• **Request**
Quote the listing below in its entirety, omitting every image.

• **Material**
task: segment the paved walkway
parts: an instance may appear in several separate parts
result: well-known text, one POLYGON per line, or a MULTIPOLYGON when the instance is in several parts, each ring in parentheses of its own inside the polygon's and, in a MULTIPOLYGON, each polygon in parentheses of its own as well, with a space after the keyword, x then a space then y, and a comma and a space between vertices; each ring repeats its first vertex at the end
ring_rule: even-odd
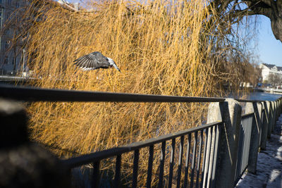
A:
POLYGON ((282 188, 282 115, 276 123, 266 150, 259 153, 257 174, 245 173, 236 187, 282 188))

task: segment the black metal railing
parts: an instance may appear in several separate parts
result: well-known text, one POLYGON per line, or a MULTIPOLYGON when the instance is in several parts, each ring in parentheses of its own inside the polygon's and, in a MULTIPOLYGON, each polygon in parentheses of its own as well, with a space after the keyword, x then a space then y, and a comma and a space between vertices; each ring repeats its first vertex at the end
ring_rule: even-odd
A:
POLYGON ((255 121, 254 113, 242 115, 239 133, 239 146, 235 184, 236 184, 239 181, 240 178, 247 168, 252 125, 253 121, 255 121))
MULTIPOLYGON (((147 95, 136 94, 122 94, 109 92, 94 92, 85 91, 62 90, 27 88, 0 85, 0 96, 24 101, 109 101, 109 102, 223 102, 224 98, 188 97, 176 96, 147 95)), ((263 102, 236 99, 239 102, 263 102)), ((279 106, 280 108, 280 106, 279 106)), ((274 113, 273 113, 274 114, 274 113)), ((262 111, 261 121, 266 121, 266 111, 262 111)), ((277 118, 277 117, 276 117, 277 118)), ((252 142, 251 129, 255 121, 255 113, 242 115, 239 136, 239 151, 235 170, 235 183, 240 178, 248 165, 250 144, 252 142)), ((220 151, 221 132, 224 123, 217 121, 201 125, 176 133, 159 136, 146 141, 138 142, 128 145, 112 148, 90 154, 62 160, 70 169, 87 164, 92 164, 92 187, 99 187, 100 164, 103 160, 115 158, 114 185, 120 185, 122 174, 121 168, 123 164, 123 155, 133 152, 133 165, 132 167, 132 187, 137 187, 138 164, 140 149, 149 151, 147 157, 147 187, 151 187, 152 181, 153 160, 156 152, 159 152, 159 165, 158 166, 158 187, 214 187, 216 180, 218 155, 220 151), (178 142, 176 142, 176 140, 178 142), (179 144, 179 146, 176 146, 179 144), (160 147, 157 146, 161 145, 160 147), (178 153, 176 153, 178 151, 178 153), (169 173, 168 181, 164 180, 164 171, 166 160, 169 157, 169 173), (178 157, 177 172, 173 175, 174 161, 178 157), (183 161, 185 161, 183 163, 183 161)), ((262 135, 259 135, 259 146, 262 135)), ((142 159, 144 160, 144 159, 142 159)), ((167 165, 167 164, 166 164, 167 165)))

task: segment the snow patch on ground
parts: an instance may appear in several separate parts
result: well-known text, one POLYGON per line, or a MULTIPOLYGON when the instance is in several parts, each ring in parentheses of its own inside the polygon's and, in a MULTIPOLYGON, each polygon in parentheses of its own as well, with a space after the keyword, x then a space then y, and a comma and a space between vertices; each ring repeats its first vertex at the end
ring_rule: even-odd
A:
POLYGON ((258 154, 256 175, 245 173, 236 187, 282 188, 282 115, 267 141, 266 150, 258 154))

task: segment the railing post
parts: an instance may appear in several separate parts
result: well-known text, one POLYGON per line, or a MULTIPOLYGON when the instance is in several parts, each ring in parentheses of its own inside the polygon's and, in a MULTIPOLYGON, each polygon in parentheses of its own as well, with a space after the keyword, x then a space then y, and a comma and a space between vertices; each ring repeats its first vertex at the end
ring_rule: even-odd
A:
MULTIPOLYGON (((221 120, 223 127, 219 140, 219 153, 216 166, 215 184, 217 188, 234 187, 239 132, 241 122, 242 107, 233 99, 224 102, 212 103, 209 106, 207 123, 221 120)), ((208 165, 205 163, 205 165, 208 165)))
POLYGON ((272 127, 274 124, 275 121, 275 117, 274 117, 274 101, 269 101, 269 127, 268 127, 268 130, 267 130, 267 138, 270 138, 271 137, 271 132, 272 132, 272 127))
POLYGON ((261 139, 260 149, 262 150, 265 150, 266 149, 268 127, 269 127, 270 125, 269 123, 270 102, 264 101, 263 104, 264 106, 264 117, 263 119, 264 122, 262 123, 262 139, 261 139))
POLYGON ((246 113, 254 113, 252 120, 251 139, 250 143, 249 160, 247 171, 255 174, 257 170, 257 154, 259 146, 259 135, 262 131, 262 106, 259 103, 247 103, 246 113))

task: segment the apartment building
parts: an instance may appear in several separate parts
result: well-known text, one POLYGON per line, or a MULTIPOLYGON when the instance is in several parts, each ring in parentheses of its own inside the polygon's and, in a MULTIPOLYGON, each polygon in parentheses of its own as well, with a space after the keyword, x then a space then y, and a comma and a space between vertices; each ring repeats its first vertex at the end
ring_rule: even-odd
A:
MULTIPOLYGON (((20 31, 16 27, 3 31, 17 10, 26 4, 25 0, 0 0, 0 75, 15 75, 23 70, 23 49, 20 44, 12 45, 12 39, 20 31)), ((25 68, 25 67, 24 67, 25 68)))

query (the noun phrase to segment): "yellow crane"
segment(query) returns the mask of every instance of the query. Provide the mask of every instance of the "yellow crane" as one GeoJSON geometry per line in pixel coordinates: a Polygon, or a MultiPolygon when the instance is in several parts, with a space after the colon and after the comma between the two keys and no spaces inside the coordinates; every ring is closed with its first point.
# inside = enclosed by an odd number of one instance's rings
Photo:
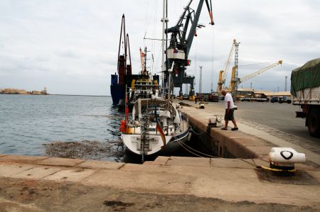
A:
{"type": "Polygon", "coordinates": [[[225,83],[225,79],[227,78],[228,71],[229,69],[230,64],[231,62],[231,58],[233,54],[233,50],[235,49],[236,40],[233,40],[233,45],[231,46],[231,50],[230,50],[229,57],[228,58],[227,62],[225,63],[225,69],[219,72],[219,80],[218,81],[217,92],[220,96],[221,94],[221,91],[223,90],[223,86],[225,83]]]}
{"type": "Polygon", "coordinates": [[[282,60],[279,60],[278,62],[272,63],[272,65],[270,65],[266,67],[264,67],[261,69],[259,69],[255,72],[253,72],[252,74],[250,74],[247,76],[245,76],[242,78],[238,78],[238,79],[235,79],[235,67],[233,67],[233,72],[231,74],[231,81],[230,82],[230,85],[229,85],[229,91],[230,91],[231,93],[233,93],[235,91],[234,89],[235,89],[235,85],[236,83],[238,83],[238,84],[239,84],[249,79],[251,79],[257,75],[259,75],[259,74],[265,72],[265,71],[269,70],[270,69],[272,69],[272,68],[276,67],[278,65],[282,65],[282,60]]]}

• **Solution to this exercise**
task: segment the paved walkway
parts: an instance may appear in several separate parts
result: well-known text, one POLYGON per line, or a MULTIPOLYGON when the instance is in several parts, each ring in parentheses of its own inside the polygon's and, in a MULTIPOLYGON, each polygon in parentheses of its own as well, with a space after the keyword, x then a space then y, and a comma and a space between vertices; each ring repeats its first vertex at the end
ring_rule: even-odd
A:
POLYGON ((282 188, 282 115, 276 123, 266 150, 259 153, 257 174, 245 173, 236 187, 282 188))

task: segment the black metal railing
parts: an instance may appear in several separate parts
result: well-known text, one POLYGON per line, or a MULTIPOLYGON when the instance is in several parts, each ring in parentheses of its own inside the polygon's and, in a MULTIPOLYGON, each polygon in parentheses of its own as well, with a space after the keyword, x then a space then y, and a comma and a space between vertices; each ring repeats its first vertex at the end
ring_rule: even-odd
A:
POLYGON ((255 121, 254 113, 242 115, 239 133, 239 146, 235 184, 236 184, 239 181, 240 178, 247 168, 252 125, 253 121, 255 121))
MULTIPOLYGON (((147 95, 136 94, 122 94, 109 92, 94 92, 85 91, 62 90, 27 88, 0 85, 0 96, 24 101, 109 101, 109 102, 223 102, 224 98, 188 97, 176 96, 147 95)), ((263 102, 236 99, 239 102, 263 102)), ((279 106, 280 108, 280 106, 279 106)), ((274 113, 273 113, 274 114, 274 113)), ((262 111, 261 121, 266 121, 266 111, 262 111)), ((277 118, 277 117, 276 117, 277 118)), ((252 142, 251 129, 255 121, 255 113, 242 115, 239 136, 239 151, 235 170, 235 183, 240 178, 248 165, 250 144, 252 142)), ((220 151, 221 132, 224 123, 217 121, 201 125, 176 133, 159 136, 146 141, 138 142, 128 145, 112 148, 90 154, 62 160, 70 169, 87 164, 92 164, 92 187, 99 187, 100 164, 103 160, 115 158, 114 185, 120 185, 122 174, 121 168, 123 164, 123 155, 133 152, 133 165, 132 167, 132 187, 137 187, 138 164, 140 149, 149 151, 147 157, 147 187, 151 187, 152 181, 153 160, 156 152, 159 152, 159 165, 158 166, 158 187, 214 187, 216 180, 218 155, 220 151), (178 142, 176 142, 176 140, 178 142), (179 144, 179 146, 176 146, 179 144), (160 147, 157 146, 161 145, 160 147), (178 153, 176 153, 178 151, 178 153), (169 173, 168 181, 164 180, 164 171, 166 160, 169 157, 169 173), (178 157, 177 172, 173 175, 174 161, 178 157), (183 161, 185 161, 183 163, 183 161)), ((262 135, 259 135, 259 146, 262 135)), ((142 159, 144 160, 144 159, 142 159)), ((167 165, 167 164, 166 164, 167 165)))

task: segment the snow patch on ground
parts: an instance may appear in several separate parts
result: well-known text, one POLYGON per line, or a MULTIPOLYGON when the instance is in several parts, each ring in parentheses of its own inside the polygon's and, in a MULTIPOLYGON, each polygon in parentheses of its own as well, with a space after the keyword, x then a space then y, and a comma and a space between vertices; each ring repeats its first vertex at the end
ring_rule: even-odd
A:
POLYGON ((258 154, 256 175, 245 173, 236 187, 282 188, 282 115, 267 141, 266 150, 258 154))

task: segment the railing post
parts: an instance may appear in several separate parts
result: well-known text, one POLYGON per line, or a MULTIPOLYGON when the instance is in several parts, each ring in parentheses of its own inside the polygon's and, in a MULTIPOLYGON, each polygon in parentheses of its own as well, with a space after the keyword, x then a space then y, and a comma and a space between vertices; each ring repeats its first vertex at the end
ring_rule: even-odd
A:
MULTIPOLYGON (((221 120, 223 127, 219 140, 219 153, 216 166, 215 184, 217 188, 234 187, 239 132, 241 122, 242 107, 233 99, 224 102, 212 103, 209 106, 207 123, 221 120)), ((208 165, 205 163, 205 165, 208 165)))
POLYGON ((272 127, 274 124, 275 121, 275 117, 274 117, 274 101, 269 101, 269 127, 268 127, 268 130, 267 130, 267 138, 270 138, 271 137, 271 132, 272 132, 272 127))
POLYGON ((261 139, 260 149, 262 150, 265 150, 266 149, 268 127, 269 127, 270 125, 269 123, 270 102, 264 101, 263 104, 264 106, 264 117, 263 119, 264 122, 262 123, 262 139, 261 139))
POLYGON ((246 113, 254 113, 252 120, 251 139, 250 143, 249 160, 247 171, 255 174, 257 170, 257 154, 259 146, 259 135, 262 131, 262 106, 259 103, 247 103, 246 113))

task: segment the apartment building
parts: an instance may appear in several separate parts
result: well-known text, one POLYGON per line, or a MULTIPOLYGON when the instance is in several parts, each ring in parentheses of its own inside the polygon's and, in a MULTIPOLYGON, each polygon in parentheses of its own as well, with a space after the keyword, x then a space then y, and a comma and a space between vertices; each ring repeats its first vertex at the end
ring_rule: even-odd
A:
MULTIPOLYGON (((20 31, 16 27, 3 31, 17 10, 26 4, 25 0, 0 0, 0 75, 15 75, 23 70, 23 49, 20 44, 12 45, 12 39, 20 31)), ((25 68, 25 67, 24 67, 25 68)))

query (the noun phrase to segment): "yellow crane"
segment(query) returns the mask of every instance of the query. Provide the mask of every instance of the "yellow crane" as one GeoJSON geometry per line in pixel coordinates: a Polygon, or a MultiPolygon when the instance is in several parts, with a space after the colon and after the comma between the two keys and no spaces inside the coordinates; every ring is closed with its first point.
# inside = enclosed by an odd number of one instance's rings
Photo:
A:
{"type": "Polygon", "coordinates": [[[225,83],[225,79],[227,78],[228,71],[229,69],[230,64],[231,62],[231,58],[233,54],[233,50],[235,49],[236,40],[233,40],[233,45],[231,46],[231,50],[230,50],[229,57],[228,58],[227,62],[225,63],[225,69],[219,72],[219,80],[218,81],[217,92],[220,96],[221,94],[221,91],[223,90],[223,86],[225,83]]]}
{"type": "Polygon", "coordinates": [[[282,60],[279,60],[278,62],[272,63],[272,65],[270,65],[266,67],[264,67],[261,69],[259,69],[255,72],[253,72],[252,74],[250,74],[247,76],[245,76],[242,78],[238,78],[238,79],[235,79],[235,67],[233,67],[233,72],[231,74],[231,81],[230,82],[230,85],[229,85],[229,91],[230,91],[231,93],[233,93],[235,91],[234,89],[235,89],[235,85],[236,83],[238,83],[238,84],[239,84],[249,79],[251,79],[257,75],[259,75],[259,74],[265,72],[265,71],[269,70],[270,69],[272,69],[272,68],[276,67],[278,65],[282,65],[282,60]]]}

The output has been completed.